Excerpts of location labeling data
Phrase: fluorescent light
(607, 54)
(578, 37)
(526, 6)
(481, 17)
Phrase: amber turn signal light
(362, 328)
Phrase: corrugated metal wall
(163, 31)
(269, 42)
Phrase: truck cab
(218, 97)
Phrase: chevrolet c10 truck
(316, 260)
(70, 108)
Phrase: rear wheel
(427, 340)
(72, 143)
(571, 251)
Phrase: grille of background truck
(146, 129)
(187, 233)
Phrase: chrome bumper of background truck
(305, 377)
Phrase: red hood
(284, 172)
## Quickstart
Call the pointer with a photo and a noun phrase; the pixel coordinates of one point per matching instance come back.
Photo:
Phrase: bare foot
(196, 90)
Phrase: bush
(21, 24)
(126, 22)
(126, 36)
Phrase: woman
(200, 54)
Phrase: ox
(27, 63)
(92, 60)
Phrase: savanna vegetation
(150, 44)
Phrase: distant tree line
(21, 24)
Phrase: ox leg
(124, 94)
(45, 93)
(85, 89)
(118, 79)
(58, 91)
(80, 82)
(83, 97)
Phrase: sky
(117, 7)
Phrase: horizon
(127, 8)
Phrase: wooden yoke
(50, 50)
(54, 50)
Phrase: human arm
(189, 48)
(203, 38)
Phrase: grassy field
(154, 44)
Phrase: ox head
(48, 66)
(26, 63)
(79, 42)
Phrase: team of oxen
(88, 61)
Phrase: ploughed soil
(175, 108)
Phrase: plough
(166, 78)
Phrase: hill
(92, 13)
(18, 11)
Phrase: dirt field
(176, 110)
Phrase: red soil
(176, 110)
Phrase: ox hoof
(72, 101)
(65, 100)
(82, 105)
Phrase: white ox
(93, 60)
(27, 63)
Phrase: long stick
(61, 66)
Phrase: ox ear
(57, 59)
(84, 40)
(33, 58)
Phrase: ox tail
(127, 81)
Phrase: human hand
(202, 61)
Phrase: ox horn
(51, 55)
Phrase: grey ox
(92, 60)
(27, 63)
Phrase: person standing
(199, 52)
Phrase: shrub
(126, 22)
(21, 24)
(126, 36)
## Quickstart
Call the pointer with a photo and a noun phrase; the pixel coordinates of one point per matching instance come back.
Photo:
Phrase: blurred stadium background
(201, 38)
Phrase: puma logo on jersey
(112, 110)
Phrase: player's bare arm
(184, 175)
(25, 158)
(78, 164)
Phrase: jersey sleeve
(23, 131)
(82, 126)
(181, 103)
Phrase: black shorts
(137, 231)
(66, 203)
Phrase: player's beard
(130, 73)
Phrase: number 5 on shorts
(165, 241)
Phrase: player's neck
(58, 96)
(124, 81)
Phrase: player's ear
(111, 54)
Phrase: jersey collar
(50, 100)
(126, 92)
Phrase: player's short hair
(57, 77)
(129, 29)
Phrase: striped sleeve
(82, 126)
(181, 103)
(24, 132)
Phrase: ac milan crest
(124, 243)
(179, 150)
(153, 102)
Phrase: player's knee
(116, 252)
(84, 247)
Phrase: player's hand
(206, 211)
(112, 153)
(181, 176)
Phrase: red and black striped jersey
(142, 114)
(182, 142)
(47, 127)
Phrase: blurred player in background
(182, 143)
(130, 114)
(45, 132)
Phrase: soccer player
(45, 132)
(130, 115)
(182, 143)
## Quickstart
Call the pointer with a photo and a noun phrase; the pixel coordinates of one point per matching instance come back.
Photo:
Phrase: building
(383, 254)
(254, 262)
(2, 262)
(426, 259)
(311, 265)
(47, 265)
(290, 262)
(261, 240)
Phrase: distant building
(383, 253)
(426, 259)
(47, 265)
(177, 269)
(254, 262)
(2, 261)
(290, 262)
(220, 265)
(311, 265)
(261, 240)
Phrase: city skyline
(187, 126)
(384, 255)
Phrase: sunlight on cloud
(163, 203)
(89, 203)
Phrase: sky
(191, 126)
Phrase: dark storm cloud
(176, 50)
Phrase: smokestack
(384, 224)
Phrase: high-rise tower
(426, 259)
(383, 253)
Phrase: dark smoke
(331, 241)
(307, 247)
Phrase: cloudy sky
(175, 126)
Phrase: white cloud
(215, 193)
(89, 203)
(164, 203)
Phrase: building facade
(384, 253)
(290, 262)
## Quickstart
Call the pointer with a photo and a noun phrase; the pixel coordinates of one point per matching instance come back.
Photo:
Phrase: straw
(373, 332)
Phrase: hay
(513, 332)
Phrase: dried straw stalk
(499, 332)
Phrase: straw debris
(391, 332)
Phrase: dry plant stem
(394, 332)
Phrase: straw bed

| Task instructions |
Copy everything from the line containing "Phrase: hay" down to the end of the material, with each phrase line kept as it is. Multiply every coordinate by 0.55 and round to a whole number, rounding halves up.

| Answer to the exercise |
Phrase: hay
(282, 183)
Phrase: dried straw stalk
(274, 183)
Phrase: straw debris
(215, 183)
Phrase: dry plant stem
(217, 183)
Phrase: straw bed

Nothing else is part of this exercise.